Your task is to repeat the records exactly from the line containing "Hey, I was wondering if you could locate the bowl" onward, through the final line.
........
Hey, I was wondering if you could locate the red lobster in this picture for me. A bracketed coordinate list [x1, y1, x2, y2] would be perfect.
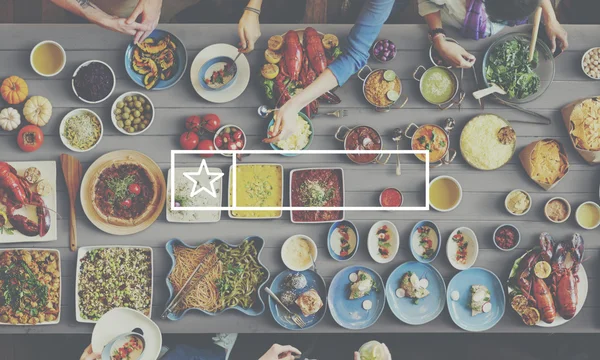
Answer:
[551, 234, 584, 320]
[0, 162, 50, 237]
[304, 27, 328, 75]
[281, 31, 303, 81]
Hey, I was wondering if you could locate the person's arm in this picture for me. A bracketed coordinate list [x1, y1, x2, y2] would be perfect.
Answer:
[423, 11, 476, 68]
[267, 0, 394, 143]
[79, 344, 100, 360]
[127, 0, 163, 44]
[50, 0, 151, 37]
[259, 344, 301, 360]
[238, 0, 263, 53]
[540, 0, 568, 53]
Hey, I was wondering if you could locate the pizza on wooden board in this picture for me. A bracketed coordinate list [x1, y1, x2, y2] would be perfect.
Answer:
[90, 160, 159, 226]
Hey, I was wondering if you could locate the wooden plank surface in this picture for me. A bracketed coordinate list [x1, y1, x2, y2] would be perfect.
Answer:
[0, 24, 599, 334]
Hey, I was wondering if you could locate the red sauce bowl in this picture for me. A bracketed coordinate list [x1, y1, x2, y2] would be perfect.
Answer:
[380, 188, 403, 207]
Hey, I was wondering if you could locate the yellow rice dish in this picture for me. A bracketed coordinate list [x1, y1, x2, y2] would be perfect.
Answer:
[569, 98, 600, 151]
[460, 114, 515, 170]
[229, 164, 283, 218]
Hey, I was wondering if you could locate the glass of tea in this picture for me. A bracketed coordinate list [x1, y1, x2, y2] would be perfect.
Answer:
[30, 40, 66, 77]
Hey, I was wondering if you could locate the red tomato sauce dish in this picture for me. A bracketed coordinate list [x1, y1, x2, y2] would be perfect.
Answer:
[380, 188, 402, 207]
[290, 168, 344, 223]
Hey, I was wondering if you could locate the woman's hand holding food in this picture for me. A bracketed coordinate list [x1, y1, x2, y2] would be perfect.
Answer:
[263, 101, 301, 144]
[258, 344, 301, 360]
[433, 37, 476, 68]
[127, 0, 163, 44]
[80, 344, 101, 360]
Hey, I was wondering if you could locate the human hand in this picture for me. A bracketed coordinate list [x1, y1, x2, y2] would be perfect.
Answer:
[104, 17, 150, 36]
[127, 0, 162, 44]
[258, 344, 301, 360]
[80, 344, 101, 360]
[263, 102, 300, 144]
[543, 18, 568, 53]
[353, 343, 392, 360]
[433, 37, 476, 68]
[238, 10, 261, 53]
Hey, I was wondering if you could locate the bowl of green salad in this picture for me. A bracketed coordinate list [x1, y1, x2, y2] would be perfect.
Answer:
[482, 32, 555, 104]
........
Response box
Hey, I was wondering if you could locate the bowl of green salad in this picture for me. A bracketed coordinate list [x1, y1, x2, y2] would be perfect.
Answer:
[482, 32, 555, 104]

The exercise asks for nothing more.